— start —

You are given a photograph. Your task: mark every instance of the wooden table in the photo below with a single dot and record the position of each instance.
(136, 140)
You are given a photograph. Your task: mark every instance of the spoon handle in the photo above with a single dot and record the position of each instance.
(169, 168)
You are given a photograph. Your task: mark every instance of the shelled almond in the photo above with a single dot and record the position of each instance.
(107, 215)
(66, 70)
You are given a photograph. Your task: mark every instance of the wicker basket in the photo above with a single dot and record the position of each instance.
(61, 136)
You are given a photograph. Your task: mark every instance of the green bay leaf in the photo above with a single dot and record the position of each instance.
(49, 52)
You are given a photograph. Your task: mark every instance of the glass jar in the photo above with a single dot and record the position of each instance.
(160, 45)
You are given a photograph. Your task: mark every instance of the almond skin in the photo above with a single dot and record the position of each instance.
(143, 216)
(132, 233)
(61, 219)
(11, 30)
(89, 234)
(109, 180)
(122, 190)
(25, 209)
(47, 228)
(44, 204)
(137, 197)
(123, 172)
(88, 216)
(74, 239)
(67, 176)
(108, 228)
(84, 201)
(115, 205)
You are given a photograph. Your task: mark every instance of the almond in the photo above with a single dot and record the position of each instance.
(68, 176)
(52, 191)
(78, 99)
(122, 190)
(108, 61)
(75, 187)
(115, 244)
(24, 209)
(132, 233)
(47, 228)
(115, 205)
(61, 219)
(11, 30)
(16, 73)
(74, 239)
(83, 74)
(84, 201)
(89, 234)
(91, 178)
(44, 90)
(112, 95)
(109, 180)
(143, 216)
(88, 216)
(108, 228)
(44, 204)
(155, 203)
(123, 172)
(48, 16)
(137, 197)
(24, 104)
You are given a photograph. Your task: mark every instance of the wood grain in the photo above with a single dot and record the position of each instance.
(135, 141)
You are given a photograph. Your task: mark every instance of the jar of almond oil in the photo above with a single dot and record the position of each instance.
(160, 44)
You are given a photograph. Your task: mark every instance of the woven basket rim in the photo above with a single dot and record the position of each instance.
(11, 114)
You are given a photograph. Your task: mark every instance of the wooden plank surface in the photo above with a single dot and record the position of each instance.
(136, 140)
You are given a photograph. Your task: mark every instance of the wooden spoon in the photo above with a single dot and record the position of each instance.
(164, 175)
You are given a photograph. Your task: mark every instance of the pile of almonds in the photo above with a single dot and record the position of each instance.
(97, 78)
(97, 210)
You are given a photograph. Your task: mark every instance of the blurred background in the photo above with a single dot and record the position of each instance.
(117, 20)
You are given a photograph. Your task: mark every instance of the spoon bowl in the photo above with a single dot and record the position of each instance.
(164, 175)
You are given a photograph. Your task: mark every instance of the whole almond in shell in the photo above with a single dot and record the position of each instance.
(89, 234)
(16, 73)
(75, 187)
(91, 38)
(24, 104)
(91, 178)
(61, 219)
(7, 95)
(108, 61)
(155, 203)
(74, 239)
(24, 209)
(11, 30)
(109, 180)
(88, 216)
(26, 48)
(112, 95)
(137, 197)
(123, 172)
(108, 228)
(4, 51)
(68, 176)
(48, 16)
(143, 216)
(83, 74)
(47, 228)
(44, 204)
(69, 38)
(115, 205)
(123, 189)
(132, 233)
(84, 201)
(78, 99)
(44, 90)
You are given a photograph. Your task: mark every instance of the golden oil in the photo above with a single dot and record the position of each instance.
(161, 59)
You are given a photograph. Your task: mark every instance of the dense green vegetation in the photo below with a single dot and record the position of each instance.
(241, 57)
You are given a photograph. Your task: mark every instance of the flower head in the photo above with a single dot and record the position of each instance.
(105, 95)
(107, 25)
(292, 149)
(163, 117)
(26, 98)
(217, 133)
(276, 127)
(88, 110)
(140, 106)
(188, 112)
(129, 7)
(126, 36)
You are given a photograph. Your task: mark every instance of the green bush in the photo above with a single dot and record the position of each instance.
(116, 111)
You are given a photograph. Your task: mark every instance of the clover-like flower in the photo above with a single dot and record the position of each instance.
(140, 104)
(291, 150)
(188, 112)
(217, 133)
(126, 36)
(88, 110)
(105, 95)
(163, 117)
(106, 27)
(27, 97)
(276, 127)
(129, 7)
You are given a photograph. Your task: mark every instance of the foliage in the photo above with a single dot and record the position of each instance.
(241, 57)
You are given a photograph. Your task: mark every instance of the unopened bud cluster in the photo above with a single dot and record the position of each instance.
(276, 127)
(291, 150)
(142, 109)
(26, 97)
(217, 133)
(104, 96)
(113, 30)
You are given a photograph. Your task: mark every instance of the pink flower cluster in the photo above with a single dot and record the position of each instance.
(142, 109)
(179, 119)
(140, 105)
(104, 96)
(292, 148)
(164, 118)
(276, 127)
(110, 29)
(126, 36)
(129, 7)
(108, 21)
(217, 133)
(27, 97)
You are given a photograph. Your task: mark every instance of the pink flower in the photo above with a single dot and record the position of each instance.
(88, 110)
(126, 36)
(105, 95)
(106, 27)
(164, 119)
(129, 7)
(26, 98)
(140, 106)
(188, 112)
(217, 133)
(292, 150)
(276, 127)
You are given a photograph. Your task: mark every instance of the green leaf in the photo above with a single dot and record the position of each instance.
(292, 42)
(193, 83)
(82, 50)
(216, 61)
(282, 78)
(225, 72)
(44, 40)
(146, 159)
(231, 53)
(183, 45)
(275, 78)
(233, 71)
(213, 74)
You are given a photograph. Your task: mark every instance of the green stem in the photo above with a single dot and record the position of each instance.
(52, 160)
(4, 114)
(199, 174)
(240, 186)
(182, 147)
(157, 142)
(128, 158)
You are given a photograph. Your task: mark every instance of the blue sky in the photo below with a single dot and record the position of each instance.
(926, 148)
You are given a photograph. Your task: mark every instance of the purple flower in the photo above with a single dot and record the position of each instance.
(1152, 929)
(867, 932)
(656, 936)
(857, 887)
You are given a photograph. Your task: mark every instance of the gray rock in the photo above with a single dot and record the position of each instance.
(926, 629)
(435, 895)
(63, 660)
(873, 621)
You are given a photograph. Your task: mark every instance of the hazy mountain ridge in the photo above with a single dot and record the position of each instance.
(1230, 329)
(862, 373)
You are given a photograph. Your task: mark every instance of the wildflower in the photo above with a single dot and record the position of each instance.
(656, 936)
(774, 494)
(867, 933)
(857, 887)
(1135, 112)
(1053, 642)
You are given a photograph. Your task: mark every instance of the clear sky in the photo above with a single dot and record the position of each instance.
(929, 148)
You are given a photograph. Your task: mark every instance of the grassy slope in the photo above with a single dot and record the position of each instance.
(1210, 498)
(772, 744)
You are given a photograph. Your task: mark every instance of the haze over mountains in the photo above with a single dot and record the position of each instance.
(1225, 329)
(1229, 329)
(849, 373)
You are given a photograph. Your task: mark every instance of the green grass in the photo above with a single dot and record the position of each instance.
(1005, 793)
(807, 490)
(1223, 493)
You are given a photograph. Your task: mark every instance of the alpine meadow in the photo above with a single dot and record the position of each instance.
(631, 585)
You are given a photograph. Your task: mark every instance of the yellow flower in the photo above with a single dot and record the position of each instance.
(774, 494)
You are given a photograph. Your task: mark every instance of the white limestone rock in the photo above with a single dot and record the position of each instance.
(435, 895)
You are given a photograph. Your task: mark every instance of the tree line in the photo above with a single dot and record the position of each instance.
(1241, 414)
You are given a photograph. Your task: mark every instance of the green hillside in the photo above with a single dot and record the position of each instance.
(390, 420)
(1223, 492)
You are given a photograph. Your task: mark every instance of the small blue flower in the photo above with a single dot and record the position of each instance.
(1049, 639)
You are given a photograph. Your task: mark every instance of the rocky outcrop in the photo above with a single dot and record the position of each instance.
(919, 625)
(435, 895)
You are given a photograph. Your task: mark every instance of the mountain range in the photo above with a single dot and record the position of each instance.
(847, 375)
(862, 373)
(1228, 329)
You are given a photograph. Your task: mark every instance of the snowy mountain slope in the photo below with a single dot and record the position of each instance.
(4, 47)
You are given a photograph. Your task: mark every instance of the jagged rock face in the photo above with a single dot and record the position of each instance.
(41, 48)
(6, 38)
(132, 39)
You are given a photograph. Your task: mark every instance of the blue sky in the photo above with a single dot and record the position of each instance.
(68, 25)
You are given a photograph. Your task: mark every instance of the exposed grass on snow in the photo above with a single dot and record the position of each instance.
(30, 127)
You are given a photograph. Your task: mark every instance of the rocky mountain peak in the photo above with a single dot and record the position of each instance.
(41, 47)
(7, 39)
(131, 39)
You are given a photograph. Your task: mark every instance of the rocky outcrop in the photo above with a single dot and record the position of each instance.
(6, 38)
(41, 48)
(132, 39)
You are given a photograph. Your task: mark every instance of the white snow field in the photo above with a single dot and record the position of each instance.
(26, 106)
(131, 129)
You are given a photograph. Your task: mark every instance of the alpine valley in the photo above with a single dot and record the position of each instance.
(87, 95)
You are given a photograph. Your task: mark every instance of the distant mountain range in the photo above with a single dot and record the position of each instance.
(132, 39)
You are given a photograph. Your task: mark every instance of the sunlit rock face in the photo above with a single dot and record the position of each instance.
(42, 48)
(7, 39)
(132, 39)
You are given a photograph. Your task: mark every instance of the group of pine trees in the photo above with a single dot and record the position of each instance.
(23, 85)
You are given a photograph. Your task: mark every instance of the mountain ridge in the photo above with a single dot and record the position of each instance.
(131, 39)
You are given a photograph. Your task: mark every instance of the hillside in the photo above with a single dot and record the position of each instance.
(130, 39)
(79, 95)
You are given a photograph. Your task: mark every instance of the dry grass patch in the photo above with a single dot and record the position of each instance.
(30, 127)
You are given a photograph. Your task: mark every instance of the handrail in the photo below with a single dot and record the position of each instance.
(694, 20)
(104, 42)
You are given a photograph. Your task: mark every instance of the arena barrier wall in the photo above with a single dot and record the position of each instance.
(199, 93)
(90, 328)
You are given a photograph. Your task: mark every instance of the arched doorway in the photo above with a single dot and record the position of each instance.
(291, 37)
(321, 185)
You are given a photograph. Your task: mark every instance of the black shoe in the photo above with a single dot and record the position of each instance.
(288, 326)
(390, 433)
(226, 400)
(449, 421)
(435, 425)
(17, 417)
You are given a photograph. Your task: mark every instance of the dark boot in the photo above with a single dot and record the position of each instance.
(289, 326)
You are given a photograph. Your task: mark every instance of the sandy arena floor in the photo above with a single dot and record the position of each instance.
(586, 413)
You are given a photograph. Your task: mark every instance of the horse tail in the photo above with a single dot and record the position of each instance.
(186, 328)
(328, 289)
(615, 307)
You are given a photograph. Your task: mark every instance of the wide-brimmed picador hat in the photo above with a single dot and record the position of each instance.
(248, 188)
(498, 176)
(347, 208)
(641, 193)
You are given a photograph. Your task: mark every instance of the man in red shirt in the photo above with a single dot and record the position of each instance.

— end —

» **Objective**: Update the listing from the line with "of the small" up to and including the line with "(1228, 329)" by replacing "rocky outcrop" with "stone ridge". Return only those lines, with everything else unchanged.

» **Exercise solution**:
You are given a photograph. Your task: mark every instance of the small blue flower in the photo above with a single dot and record the position of each instance.
(1049, 639)
You are given a photograph. Your task: mark every instance of the stone ridge in the photo above with a single dot and record the position of each instance.
(919, 625)
(435, 895)
You are given a photograph. Your task: mark every instance of the mountain range in the photo above with a single dot and record the position of each instance.
(847, 375)
(862, 373)
(1228, 329)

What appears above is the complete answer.